Task statement: Extract all the rows below and reproduce their lines verbatim. Leave the pictures out of your answer.

(Excerpt from a dataset)
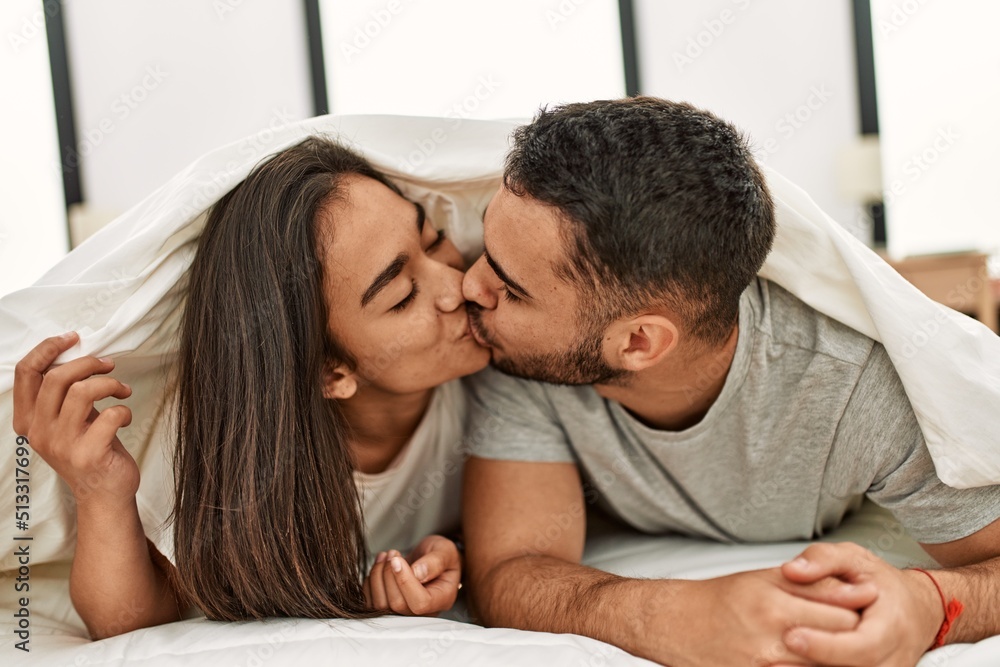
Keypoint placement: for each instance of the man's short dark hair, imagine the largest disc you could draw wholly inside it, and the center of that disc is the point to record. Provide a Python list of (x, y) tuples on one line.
[(664, 204)]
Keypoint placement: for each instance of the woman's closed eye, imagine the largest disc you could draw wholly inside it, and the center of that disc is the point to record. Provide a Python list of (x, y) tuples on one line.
[(408, 299), (510, 296)]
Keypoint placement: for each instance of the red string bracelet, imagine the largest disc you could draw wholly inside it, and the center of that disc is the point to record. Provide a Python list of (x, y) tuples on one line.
[(952, 610)]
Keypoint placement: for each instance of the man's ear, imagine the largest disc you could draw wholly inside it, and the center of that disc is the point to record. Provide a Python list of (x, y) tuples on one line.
[(641, 342), (339, 382)]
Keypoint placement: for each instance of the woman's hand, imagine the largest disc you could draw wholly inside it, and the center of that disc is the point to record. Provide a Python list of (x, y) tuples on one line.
[(54, 408), (423, 584)]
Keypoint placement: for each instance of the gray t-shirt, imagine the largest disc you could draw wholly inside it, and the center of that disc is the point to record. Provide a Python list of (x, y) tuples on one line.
[(812, 417)]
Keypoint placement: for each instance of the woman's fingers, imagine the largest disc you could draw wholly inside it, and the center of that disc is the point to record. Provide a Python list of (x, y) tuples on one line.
[(56, 383), (28, 375), (397, 600), (377, 584), (430, 566), (105, 427), (833, 591), (366, 588), (823, 616), (81, 396)]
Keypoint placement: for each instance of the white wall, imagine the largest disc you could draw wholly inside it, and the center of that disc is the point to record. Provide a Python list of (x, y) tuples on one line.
[(470, 59), (157, 84), (782, 70), (938, 79), (32, 211)]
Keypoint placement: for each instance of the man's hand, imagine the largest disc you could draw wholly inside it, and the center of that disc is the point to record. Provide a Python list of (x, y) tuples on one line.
[(54, 408), (896, 629), (423, 584), (741, 619)]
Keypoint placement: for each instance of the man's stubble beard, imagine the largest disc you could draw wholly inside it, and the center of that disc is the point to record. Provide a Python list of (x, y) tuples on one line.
[(582, 364)]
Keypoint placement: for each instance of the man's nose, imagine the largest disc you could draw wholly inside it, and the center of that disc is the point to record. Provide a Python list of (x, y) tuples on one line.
[(476, 284)]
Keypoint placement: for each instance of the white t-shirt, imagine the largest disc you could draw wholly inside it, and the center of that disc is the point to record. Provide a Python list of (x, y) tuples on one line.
[(419, 493)]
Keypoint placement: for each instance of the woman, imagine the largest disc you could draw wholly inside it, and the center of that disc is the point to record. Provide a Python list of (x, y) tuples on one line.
[(323, 328)]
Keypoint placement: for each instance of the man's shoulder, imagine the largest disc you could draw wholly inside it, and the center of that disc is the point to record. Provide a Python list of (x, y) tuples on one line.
[(786, 320)]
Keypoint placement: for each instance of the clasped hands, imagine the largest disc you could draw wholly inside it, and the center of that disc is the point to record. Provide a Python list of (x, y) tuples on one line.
[(833, 605)]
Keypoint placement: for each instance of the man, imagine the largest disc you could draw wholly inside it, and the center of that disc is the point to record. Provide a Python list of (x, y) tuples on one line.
[(620, 268)]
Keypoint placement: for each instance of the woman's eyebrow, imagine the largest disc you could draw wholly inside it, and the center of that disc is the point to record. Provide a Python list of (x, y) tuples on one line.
[(387, 275), (390, 272)]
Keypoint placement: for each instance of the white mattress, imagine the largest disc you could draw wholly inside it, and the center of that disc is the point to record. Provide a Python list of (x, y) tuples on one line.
[(58, 638)]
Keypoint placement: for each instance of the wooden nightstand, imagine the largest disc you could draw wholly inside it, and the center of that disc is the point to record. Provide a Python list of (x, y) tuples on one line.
[(958, 280)]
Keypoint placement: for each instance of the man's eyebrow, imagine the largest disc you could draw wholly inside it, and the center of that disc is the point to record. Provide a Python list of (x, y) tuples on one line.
[(510, 282), (388, 274)]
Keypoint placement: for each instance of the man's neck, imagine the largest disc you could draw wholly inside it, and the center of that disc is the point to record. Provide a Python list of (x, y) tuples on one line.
[(677, 393), (381, 424)]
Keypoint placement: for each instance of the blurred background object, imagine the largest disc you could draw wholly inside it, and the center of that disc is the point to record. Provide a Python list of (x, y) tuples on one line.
[(878, 108)]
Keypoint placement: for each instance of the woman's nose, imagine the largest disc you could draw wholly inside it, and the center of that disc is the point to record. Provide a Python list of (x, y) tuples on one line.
[(450, 297), (476, 285)]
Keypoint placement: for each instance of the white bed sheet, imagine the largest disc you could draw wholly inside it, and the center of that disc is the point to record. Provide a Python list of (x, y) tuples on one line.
[(58, 638)]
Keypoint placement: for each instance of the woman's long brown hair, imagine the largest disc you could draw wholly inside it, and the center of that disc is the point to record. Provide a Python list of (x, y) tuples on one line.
[(267, 516)]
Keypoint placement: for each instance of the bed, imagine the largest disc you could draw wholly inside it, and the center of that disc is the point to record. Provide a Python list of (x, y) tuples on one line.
[(59, 639), (123, 291)]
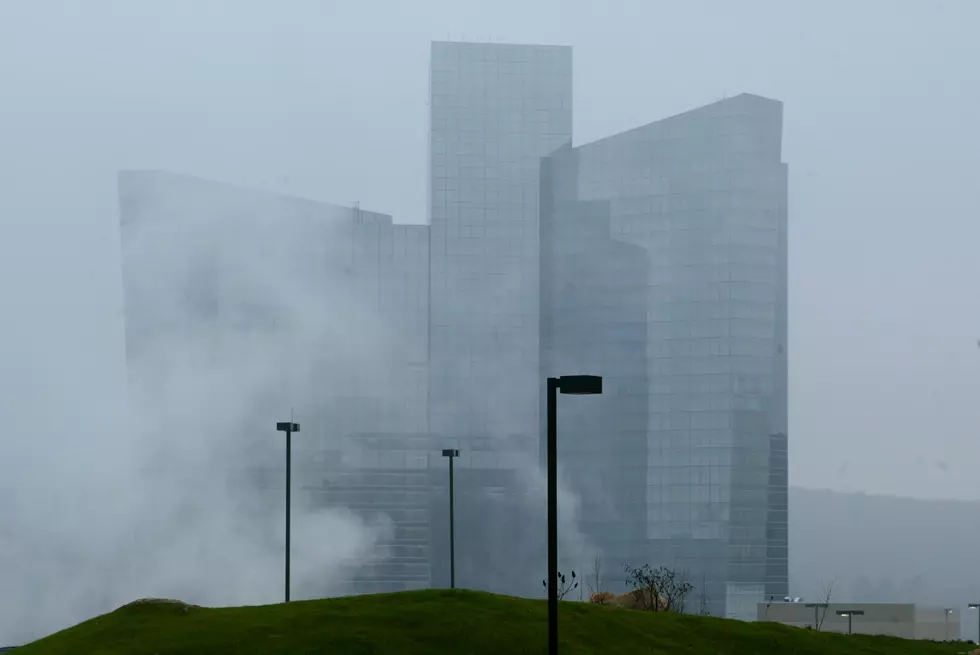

Solution for this exercise:
Keypoint placement: for each instance of the man's short dark hair, imagine the largest disc you could draw wholly inside it, and the center of that disc is the point to record. Provide a Python list of (x, y) tuples on one line.
[(664, 204)]
Keypoint placement: for each instance of the woman's closed eye, imagine the largest disc you could draw wholly inside it, and the center of that disc is the point to record. Provide a Python list of (x, y) tuples on one line.
[(408, 299), (510, 296)]
Keypoint placement: for each instance of the red string bracelet, imagine the largest disc you could draw wholly inside it, and the center of that disc is the point to record. Provide a Python list of (x, y) tuples on one line.
[(952, 610)]
Keypoint placement: for each instance of the man's ear, imagine the largest disc you could draw wholly inside it, and the center of that disc is the point to record. Provide a Python list of (x, y) tuples on one line.
[(641, 342), (339, 382)]
Keypoint placement: for each instance of the woman's hand, imagine the largest disc you could draw wholly inside it, and the center of that disc is the point to record. Provide a Python list of (x, y) tuples on one line.
[(54, 408), (423, 584)]
Keypoint placement: for each instance of the gray t-shirt, imagine the largest disc you could draw wholly inside it, and the center of that disc is the point to record. Provide a Python list of (x, y) tuples on one line.
[(812, 417)]
Keypoint placement: for each instance of the woman's fingers, imagine the largest disc you could draw wholly inside it, and the center of that disc is the point to record. Provide a Python list of (x, y) tuples on one line.
[(56, 383), (28, 375), (397, 600), (377, 584), (430, 566), (105, 427), (833, 591), (366, 588), (823, 616), (81, 396)]
Keypoint placement: for each instance of the white wall, imagine the largest disc you could draw wholly inside it, and the center of that disc is the point to record. Provide a Python list of (x, y) tuples on one line.
[(470, 59), (157, 84), (782, 70), (938, 79), (32, 211)]
Keypoint placement: for each instance of the man's hand, imagine the largest disc you could draw wholly inside it, and the center of that disc is the point to record. Provide a Python list of (x, y) tuples on one line.
[(54, 408), (896, 629), (423, 584), (741, 619)]
Keypoint placement: for each instance of the man's stubble beard, imagine the largest disc you could draw wholly inside it, and the center of that disc is the point to record. Provide a Python list of (x, y) tuples on one line.
[(582, 364)]
Keypoint placement: for each instance of the man's nose, imagine the largest disc you could draw wholly inside it, and the center of that disc is the point to record. Provide a Python list of (x, y) tuples on one line.
[(476, 284)]
Keypoint placement: for each instance of the white t-shirt, imagine the largest disc you could draw wholly inside it, and the center of that disc is the point to record. Provide a Python list of (x, y) tuples on one line.
[(419, 493)]
Keypoint placement: for each instance of the woman, imagine the largest disc you could draw wholly inside it, and the center of that disc is the point to record. Provide a Python list of (x, y) tuples on one line.
[(323, 328)]
Keypoint placement: for each instance of the man's shoulder, imagine the largest disc you could draw wholly inside it, and the center of that disc is the point to record. Provide a Python list of (x, y) tuples on one line.
[(786, 320)]
Keypoint placement: for each instance of the clasped hands, imagine the largest disc you could draw wholly inside it, and the center of that disc is the point to record. Provide a Python list of (x, y) tuples on one line.
[(833, 605)]
Keypoint placement: for each instance of the man, imagine the largest disc you could draw wholly inside it, and the center of that disc is the point to record. Provide a Python list of (x, y) tuples on one line.
[(620, 268)]
Keypoint placement: for each instance of the woman's eyebrow, imagine the largest disc you could draw wholly inside it, and the center of that disc is the point to record. Provide a Python list of (x, y) tuples on one line.
[(387, 275), (390, 272)]
Keypoint placement: for each instance of the white mattress, imagine the largest disc you could draw wholly inside it, and the center of that disc is the point to record. Provide a Python list of (x, y) tuples on one line.
[(58, 638)]
Keypoint placement: for each instance of the wooden nightstand, imagine the largest disc you could draw wholly inside it, and the center of that disc is the point to record. Provide a Python list of (x, y) tuples on one line.
[(958, 280)]
Keypoint placement: for each instance of the man's eyebrow, imagine the largest disc you could draw wholly inside it, and the center of that disc is the point to record. Provide a Python list of (x, y) tuples on one line.
[(510, 282), (388, 274)]
Keypoint placement: for each instance of the man's neck, imagine the largest disc you could draw wholly inside it, and the center of that disc is the point to record. Provide a Python list of (x, y) tuples on one line.
[(677, 393), (381, 424)]
Keypoint placement: for each instance of the blurred background object, imagine the largest disc you could draw wholly inside it, and the center of that disc is the point to record. Provide a Python list of (x, y) tuples on one line.
[(878, 108)]
Keypoint placement: for each instance of the woman's nose, imagine the largest disc you could draw wholly inside it, and the center of that disc is the point to record. Provide a Python list of (x, y) tuples on one line.
[(450, 297), (476, 285)]
Keypoint placement: for each instance of the white bed sheet, imagine the largest disc you could draw wholly inside it, and the center of that disc is the point to record. Provide a Python list of (x, y) tuples on one line.
[(58, 638)]
Keypoint placement: for each instance of the woman's long brown hair, imagine the largest disc you could draw wholly inside it, and the center of that disc is the point to record. Provide a Python list of (x, y) tuples on one line.
[(267, 516)]
Keypoint placement: for each instance of the bed, imagine the largest disc you could draw wholly inside it, and the center of that disc is the point to record. Provide a Python list of (x, y) tuples on one line.
[(59, 639), (123, 291)]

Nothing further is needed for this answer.